__REQUIRED ACTION__.
In the entries that follow, find each line with the word "every" and copy it.

[Records from a data source]
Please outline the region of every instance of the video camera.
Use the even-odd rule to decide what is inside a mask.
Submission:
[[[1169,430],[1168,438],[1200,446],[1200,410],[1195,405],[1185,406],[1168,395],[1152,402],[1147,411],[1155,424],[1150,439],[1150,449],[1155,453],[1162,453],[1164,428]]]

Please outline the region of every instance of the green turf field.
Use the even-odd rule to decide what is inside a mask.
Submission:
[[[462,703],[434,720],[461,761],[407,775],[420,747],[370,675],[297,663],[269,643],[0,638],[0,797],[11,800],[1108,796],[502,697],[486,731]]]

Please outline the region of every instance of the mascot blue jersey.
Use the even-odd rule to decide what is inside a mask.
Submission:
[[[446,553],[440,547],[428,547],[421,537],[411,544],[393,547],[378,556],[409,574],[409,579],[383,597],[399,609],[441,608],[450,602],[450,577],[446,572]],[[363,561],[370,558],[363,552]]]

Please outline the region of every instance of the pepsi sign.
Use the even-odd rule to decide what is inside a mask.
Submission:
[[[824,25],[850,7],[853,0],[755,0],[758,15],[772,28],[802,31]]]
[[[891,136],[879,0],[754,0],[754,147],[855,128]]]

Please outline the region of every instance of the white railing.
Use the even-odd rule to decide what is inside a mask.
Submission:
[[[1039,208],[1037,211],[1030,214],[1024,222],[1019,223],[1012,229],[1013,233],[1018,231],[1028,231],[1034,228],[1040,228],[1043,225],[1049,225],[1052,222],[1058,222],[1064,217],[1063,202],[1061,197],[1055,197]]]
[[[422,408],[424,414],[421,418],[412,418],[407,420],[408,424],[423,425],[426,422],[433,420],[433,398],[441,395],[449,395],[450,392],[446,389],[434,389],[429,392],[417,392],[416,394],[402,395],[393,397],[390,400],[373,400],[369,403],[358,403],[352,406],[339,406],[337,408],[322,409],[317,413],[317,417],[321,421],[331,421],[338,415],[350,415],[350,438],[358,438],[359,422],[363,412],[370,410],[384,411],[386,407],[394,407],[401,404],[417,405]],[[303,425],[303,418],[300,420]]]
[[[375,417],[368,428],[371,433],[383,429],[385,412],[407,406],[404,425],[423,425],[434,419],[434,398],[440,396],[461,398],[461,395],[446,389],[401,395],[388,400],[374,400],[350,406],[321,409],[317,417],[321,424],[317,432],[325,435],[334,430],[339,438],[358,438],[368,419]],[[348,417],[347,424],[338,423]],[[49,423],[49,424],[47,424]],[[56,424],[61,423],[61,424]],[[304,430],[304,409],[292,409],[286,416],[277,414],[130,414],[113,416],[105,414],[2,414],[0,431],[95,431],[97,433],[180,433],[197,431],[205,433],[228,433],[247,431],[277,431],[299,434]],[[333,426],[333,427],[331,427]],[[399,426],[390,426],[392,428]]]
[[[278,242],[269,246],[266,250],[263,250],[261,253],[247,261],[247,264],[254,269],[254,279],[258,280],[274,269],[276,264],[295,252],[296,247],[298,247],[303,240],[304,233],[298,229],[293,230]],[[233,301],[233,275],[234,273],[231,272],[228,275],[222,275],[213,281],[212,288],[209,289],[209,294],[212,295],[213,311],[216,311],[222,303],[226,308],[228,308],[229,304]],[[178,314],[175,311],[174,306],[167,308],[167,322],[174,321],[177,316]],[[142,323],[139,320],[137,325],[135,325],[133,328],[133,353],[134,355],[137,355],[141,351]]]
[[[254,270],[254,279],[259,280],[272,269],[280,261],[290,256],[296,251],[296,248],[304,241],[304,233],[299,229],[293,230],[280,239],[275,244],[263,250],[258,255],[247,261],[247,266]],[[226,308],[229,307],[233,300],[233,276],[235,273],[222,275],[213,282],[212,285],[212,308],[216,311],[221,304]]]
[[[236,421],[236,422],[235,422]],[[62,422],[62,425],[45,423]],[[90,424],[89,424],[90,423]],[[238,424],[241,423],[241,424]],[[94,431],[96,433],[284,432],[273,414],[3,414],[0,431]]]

__ANSWER TO THIS EXERCISE__.
Please outline the region of every instance of the video camera.
Please outline the region of every instance of the green turf field.
Please outline the region of every instance of the mascot blue jersey.
Please outline the region of every instance of the pepsi sign.
Please outline the region of every instance of the white railing.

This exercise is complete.